[[ Data for this task, beginning ]]

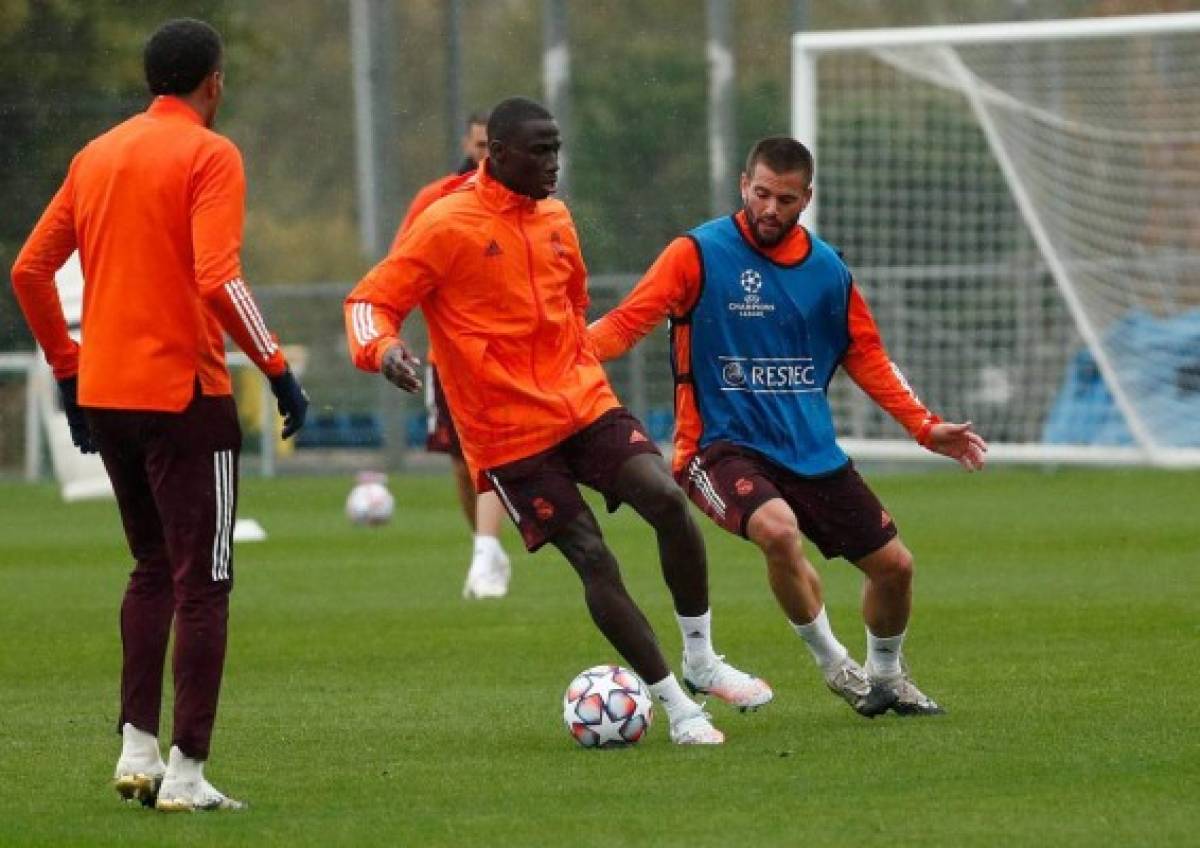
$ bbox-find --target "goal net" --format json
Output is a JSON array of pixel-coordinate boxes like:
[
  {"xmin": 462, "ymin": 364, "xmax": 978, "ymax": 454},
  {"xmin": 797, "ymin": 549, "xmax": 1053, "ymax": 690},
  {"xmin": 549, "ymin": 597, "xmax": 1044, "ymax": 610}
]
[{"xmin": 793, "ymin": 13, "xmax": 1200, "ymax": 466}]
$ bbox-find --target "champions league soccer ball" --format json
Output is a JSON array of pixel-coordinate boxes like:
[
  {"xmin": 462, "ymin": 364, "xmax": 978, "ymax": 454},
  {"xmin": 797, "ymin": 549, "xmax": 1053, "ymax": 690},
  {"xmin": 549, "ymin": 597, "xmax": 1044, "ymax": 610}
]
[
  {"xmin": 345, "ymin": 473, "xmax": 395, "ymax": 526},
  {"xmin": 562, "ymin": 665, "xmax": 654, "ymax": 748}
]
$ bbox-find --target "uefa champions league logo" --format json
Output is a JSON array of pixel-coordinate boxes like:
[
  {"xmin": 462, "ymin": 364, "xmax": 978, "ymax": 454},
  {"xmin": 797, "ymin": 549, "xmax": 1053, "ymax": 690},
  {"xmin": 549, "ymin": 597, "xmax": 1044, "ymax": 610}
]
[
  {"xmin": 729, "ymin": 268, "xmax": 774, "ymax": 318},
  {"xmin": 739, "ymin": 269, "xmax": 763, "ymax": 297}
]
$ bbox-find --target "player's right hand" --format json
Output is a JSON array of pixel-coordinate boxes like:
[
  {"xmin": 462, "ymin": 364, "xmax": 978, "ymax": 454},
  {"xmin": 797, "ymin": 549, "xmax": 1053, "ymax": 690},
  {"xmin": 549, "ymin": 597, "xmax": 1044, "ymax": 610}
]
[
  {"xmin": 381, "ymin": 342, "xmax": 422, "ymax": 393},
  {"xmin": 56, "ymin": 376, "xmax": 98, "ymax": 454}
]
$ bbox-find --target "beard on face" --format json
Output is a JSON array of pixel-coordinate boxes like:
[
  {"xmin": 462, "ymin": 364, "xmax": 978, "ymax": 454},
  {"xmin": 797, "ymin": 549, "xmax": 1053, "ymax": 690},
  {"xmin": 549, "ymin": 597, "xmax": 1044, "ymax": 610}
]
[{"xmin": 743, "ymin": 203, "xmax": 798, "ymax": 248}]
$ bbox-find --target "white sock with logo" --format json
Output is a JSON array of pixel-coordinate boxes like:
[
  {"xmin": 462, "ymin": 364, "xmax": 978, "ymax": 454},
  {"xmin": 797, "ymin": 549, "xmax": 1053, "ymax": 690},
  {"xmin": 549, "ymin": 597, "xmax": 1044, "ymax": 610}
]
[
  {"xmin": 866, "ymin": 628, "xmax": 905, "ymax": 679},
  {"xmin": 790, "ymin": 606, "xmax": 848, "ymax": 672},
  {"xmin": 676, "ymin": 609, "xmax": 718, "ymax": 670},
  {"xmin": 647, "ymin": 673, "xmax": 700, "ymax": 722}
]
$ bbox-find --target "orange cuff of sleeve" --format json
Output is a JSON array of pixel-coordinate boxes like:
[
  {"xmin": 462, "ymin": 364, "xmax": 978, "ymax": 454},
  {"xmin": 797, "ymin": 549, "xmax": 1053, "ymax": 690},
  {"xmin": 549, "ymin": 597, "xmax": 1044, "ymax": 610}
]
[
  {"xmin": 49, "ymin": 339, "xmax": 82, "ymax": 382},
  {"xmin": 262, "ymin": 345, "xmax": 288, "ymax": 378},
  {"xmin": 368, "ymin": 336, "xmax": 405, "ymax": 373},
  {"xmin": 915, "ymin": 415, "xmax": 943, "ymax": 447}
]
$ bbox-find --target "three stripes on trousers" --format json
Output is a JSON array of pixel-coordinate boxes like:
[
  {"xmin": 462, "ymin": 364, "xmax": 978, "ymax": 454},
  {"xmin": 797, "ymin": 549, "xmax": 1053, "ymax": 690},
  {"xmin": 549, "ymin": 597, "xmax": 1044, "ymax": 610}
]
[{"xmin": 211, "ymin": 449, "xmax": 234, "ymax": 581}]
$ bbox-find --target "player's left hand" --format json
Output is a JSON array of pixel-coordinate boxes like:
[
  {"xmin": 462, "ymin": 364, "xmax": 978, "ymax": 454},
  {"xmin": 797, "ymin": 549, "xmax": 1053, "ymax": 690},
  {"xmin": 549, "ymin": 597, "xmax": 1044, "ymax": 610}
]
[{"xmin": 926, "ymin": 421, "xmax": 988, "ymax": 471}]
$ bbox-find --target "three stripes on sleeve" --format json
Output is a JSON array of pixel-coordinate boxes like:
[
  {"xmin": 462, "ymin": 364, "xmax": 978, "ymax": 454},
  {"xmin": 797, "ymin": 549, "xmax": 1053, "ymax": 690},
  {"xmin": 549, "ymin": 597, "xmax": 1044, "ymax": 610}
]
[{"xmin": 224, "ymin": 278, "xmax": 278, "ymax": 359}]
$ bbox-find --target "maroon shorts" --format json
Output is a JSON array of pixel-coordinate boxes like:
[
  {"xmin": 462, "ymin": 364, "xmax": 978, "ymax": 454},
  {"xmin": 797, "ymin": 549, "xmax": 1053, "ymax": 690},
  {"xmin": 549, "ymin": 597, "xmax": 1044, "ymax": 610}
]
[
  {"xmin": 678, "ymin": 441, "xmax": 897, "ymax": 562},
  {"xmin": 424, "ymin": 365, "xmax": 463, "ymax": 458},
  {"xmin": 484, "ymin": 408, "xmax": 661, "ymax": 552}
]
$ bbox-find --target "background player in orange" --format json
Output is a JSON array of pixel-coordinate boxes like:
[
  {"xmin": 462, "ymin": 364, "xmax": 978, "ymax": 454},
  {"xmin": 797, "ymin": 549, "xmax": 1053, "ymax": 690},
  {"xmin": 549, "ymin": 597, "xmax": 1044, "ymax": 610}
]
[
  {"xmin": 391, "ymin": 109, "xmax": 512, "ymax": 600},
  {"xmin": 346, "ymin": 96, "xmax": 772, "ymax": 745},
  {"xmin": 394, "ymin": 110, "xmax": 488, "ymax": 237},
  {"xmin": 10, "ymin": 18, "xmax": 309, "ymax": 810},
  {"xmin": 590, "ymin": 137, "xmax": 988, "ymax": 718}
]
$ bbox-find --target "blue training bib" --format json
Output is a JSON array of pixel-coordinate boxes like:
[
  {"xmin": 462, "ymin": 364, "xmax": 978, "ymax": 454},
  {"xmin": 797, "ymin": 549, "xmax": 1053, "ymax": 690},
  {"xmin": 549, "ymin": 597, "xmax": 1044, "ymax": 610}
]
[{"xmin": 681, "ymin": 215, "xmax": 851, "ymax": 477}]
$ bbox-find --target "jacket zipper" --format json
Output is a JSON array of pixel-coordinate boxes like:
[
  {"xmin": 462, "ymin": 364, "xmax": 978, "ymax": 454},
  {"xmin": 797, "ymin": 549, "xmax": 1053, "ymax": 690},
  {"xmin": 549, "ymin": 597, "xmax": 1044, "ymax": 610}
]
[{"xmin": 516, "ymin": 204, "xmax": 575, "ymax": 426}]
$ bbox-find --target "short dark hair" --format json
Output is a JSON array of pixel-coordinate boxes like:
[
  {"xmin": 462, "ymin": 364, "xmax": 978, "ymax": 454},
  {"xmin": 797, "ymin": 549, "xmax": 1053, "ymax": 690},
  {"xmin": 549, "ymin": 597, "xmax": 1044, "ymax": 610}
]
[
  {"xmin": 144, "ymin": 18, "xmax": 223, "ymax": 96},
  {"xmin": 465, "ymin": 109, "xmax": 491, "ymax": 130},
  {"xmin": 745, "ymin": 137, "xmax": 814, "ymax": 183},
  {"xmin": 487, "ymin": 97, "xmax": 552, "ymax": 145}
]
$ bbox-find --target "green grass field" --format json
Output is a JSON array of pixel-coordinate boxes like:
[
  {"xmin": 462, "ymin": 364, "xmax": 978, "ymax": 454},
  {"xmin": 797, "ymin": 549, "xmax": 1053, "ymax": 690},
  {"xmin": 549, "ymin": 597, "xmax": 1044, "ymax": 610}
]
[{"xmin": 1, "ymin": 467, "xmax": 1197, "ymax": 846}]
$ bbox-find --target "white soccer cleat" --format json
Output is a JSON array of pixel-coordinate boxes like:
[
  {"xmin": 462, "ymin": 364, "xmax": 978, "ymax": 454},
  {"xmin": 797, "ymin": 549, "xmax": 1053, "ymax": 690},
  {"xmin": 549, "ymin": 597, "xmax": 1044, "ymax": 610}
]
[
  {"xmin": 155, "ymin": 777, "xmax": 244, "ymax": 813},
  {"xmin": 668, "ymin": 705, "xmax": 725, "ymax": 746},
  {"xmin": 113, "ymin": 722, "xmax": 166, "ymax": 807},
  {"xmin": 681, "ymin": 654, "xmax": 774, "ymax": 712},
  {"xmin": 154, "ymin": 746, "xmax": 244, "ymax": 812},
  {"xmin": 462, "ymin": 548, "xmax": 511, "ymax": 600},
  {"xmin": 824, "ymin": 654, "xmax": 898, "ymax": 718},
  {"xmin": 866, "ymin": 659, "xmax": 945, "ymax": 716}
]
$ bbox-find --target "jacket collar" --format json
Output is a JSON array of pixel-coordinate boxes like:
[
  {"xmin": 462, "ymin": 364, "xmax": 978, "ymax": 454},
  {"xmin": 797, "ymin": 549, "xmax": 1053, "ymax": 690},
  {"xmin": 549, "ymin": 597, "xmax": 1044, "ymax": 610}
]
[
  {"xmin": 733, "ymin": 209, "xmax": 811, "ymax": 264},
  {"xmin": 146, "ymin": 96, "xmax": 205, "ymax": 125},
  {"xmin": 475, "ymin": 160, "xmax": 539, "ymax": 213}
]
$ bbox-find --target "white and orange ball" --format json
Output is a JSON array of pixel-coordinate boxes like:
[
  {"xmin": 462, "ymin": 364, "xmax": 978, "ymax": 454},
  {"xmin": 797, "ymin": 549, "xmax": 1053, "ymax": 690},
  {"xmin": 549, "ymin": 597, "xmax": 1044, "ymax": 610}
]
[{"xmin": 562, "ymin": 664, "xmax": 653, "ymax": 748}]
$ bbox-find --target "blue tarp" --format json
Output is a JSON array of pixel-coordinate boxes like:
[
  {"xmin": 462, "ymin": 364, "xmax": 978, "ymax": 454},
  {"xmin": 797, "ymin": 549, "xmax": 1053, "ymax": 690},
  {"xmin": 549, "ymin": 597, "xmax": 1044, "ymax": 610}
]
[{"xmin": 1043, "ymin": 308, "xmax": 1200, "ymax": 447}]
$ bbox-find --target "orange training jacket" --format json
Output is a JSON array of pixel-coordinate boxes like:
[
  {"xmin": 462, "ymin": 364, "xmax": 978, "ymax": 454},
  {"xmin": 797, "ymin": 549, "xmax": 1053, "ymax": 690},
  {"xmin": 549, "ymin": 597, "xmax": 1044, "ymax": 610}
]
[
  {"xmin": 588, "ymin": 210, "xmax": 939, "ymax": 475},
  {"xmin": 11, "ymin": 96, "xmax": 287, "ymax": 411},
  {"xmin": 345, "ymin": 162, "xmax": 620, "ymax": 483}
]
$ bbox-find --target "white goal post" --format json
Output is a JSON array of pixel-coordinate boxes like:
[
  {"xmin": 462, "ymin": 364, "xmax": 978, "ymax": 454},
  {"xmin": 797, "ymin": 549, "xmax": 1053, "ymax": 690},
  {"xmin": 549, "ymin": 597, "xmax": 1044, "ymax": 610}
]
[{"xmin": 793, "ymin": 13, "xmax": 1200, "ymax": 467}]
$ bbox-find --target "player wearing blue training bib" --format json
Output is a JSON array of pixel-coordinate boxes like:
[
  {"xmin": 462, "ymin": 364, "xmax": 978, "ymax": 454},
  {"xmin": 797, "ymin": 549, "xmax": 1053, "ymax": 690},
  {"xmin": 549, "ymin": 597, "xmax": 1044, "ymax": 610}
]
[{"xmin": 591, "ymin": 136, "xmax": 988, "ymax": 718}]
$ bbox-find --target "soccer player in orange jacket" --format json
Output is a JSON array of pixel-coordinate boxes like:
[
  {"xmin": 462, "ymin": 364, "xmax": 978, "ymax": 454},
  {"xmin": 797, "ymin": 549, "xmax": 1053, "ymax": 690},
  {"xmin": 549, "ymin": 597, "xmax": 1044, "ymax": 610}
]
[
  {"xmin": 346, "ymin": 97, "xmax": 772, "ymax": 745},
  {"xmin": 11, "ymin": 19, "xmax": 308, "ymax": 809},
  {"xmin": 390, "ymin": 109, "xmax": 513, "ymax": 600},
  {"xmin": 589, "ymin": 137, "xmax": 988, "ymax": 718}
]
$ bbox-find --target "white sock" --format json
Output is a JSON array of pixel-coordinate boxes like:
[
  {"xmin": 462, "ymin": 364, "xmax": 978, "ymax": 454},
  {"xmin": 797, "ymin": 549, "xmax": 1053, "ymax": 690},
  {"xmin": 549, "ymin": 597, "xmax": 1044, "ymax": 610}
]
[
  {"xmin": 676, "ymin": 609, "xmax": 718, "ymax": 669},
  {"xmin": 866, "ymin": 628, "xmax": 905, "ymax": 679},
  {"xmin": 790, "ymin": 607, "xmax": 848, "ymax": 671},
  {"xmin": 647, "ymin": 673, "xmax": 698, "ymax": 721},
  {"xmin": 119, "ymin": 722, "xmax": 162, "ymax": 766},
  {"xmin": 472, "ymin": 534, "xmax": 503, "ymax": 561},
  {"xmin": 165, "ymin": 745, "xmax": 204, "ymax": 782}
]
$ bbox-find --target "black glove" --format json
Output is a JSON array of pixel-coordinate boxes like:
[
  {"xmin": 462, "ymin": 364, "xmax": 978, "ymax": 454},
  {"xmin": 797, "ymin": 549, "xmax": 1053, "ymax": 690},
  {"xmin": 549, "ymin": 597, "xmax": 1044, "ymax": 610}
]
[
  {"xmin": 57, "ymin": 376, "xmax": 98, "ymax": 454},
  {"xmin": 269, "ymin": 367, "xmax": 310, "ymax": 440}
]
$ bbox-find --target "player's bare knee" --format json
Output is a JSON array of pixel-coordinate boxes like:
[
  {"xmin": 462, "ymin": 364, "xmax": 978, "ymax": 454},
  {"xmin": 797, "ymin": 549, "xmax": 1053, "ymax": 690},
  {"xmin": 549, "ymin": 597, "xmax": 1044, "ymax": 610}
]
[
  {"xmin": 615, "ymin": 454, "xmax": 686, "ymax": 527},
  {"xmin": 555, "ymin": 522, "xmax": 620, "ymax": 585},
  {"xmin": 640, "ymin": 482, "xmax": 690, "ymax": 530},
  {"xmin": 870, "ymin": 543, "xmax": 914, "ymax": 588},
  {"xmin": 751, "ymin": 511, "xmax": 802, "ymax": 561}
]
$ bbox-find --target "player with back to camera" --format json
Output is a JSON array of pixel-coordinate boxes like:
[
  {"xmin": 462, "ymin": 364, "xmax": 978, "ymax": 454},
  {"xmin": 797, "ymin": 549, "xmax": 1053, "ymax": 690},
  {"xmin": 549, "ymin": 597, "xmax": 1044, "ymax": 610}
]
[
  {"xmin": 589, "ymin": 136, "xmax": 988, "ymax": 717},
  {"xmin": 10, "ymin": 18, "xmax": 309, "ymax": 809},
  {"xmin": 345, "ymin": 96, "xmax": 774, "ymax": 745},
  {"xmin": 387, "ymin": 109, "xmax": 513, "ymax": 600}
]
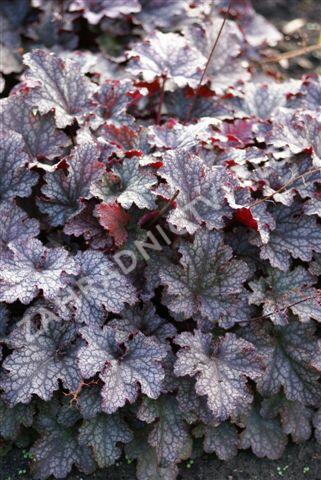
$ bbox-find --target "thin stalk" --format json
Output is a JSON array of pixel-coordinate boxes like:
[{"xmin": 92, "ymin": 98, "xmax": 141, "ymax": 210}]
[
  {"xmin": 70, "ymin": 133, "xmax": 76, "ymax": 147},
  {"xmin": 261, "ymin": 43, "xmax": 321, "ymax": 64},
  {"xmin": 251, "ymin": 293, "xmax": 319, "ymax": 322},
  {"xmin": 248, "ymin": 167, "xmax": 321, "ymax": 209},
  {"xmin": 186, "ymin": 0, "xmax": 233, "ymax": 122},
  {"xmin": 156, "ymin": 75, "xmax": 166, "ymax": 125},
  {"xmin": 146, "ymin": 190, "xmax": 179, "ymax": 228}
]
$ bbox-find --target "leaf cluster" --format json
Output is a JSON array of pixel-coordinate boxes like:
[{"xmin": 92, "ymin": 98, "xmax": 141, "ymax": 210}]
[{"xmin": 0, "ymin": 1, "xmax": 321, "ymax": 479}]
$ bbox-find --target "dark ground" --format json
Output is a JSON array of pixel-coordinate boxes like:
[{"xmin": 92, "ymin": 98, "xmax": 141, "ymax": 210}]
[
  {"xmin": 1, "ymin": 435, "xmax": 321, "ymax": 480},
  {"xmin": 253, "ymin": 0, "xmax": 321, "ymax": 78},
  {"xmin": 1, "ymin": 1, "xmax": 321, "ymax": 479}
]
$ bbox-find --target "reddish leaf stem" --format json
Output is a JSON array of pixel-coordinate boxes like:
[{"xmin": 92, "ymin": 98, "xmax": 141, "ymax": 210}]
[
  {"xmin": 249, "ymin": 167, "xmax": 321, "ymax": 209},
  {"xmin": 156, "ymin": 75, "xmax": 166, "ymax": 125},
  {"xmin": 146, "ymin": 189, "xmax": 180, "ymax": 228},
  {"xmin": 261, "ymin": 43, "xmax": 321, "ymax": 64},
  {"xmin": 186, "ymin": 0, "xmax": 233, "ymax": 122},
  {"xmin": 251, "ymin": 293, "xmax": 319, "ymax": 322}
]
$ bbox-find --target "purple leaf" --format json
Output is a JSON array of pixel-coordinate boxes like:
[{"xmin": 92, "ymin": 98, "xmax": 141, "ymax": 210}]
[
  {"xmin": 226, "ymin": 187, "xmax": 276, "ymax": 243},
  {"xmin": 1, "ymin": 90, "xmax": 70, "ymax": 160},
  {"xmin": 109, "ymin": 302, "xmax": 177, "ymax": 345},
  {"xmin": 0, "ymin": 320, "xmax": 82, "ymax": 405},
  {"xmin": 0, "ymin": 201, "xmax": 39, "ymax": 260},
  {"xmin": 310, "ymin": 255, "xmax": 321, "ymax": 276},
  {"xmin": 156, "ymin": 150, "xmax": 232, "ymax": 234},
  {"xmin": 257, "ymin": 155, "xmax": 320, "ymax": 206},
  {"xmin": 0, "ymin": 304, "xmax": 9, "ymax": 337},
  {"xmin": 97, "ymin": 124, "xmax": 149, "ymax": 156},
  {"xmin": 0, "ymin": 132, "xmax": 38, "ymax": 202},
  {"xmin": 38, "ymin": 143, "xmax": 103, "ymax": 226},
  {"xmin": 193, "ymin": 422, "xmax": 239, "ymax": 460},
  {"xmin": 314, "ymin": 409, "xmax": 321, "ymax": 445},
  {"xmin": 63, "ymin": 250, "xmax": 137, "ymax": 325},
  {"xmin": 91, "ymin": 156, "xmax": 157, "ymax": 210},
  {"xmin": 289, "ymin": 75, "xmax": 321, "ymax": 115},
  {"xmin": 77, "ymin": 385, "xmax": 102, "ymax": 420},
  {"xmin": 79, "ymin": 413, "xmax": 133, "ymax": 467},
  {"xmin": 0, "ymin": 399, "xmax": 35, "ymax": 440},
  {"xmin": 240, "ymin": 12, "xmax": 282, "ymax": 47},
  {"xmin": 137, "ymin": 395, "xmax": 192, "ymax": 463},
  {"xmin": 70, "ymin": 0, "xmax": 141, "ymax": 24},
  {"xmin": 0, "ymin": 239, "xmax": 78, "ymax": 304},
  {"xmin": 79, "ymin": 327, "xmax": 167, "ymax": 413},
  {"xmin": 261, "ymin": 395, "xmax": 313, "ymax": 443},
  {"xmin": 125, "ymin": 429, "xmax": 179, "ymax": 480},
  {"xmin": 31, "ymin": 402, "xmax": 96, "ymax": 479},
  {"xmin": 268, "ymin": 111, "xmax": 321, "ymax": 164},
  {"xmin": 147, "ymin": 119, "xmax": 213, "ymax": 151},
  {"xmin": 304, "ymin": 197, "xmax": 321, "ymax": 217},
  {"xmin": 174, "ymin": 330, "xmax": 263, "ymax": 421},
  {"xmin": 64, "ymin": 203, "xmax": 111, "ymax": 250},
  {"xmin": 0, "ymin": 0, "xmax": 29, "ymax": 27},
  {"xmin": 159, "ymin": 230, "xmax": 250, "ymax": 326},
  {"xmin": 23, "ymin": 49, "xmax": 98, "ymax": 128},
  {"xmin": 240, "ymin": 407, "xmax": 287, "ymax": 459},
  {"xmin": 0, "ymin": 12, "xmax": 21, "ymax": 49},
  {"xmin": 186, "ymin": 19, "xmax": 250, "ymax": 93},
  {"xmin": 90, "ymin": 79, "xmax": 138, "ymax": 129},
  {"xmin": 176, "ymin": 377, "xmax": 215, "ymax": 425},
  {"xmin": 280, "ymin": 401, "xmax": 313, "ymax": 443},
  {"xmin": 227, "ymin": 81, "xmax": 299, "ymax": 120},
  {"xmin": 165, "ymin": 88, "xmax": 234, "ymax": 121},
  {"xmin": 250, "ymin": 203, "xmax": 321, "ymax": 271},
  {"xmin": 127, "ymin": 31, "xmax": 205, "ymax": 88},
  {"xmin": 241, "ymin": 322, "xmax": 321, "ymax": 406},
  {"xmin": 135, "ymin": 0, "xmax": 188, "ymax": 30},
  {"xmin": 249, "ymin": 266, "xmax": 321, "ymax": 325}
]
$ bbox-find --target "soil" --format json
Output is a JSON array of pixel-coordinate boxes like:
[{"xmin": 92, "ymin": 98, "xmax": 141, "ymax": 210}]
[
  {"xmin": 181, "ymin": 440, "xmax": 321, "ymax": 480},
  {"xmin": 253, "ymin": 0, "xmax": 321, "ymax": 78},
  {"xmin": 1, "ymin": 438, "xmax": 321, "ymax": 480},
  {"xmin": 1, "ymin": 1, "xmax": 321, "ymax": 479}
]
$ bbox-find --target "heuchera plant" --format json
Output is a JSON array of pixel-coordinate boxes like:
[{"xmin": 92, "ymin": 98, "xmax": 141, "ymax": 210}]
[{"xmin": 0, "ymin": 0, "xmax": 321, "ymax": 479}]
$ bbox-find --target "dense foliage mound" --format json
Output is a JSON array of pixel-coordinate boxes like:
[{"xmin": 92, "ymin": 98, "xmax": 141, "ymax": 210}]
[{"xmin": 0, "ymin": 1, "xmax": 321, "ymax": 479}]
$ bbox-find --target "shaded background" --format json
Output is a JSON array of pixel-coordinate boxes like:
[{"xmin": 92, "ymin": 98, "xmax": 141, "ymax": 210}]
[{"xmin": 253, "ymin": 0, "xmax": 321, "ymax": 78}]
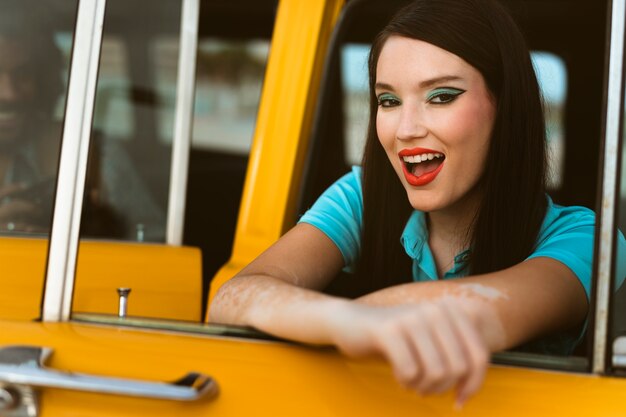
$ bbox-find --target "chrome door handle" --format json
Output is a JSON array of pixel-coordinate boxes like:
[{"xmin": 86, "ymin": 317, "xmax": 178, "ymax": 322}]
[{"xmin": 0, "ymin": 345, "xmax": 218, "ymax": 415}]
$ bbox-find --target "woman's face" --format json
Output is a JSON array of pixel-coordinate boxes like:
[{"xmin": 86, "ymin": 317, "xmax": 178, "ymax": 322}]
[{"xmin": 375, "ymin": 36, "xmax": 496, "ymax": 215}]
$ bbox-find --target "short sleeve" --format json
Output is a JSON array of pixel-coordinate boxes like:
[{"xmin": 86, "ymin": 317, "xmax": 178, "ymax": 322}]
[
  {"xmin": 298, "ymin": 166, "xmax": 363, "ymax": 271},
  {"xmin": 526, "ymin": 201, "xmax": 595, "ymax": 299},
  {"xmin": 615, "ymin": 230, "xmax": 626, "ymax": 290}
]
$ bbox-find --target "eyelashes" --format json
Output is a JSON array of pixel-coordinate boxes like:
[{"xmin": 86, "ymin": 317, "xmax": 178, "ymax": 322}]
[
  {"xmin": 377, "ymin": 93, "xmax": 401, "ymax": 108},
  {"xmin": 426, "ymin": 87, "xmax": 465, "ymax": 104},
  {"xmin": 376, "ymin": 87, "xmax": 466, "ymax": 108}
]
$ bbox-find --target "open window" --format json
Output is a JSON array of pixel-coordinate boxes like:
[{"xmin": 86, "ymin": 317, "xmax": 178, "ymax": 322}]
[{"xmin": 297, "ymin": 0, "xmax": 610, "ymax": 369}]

[[ Data for this task, end ]]

* Task directions *
Pull out all lines containing the word "with" from the entries above.

* Exercise result *
$ bbox-find --target "white sock with logo" --format json
$ bbox-find --target "player with back to camera" --format json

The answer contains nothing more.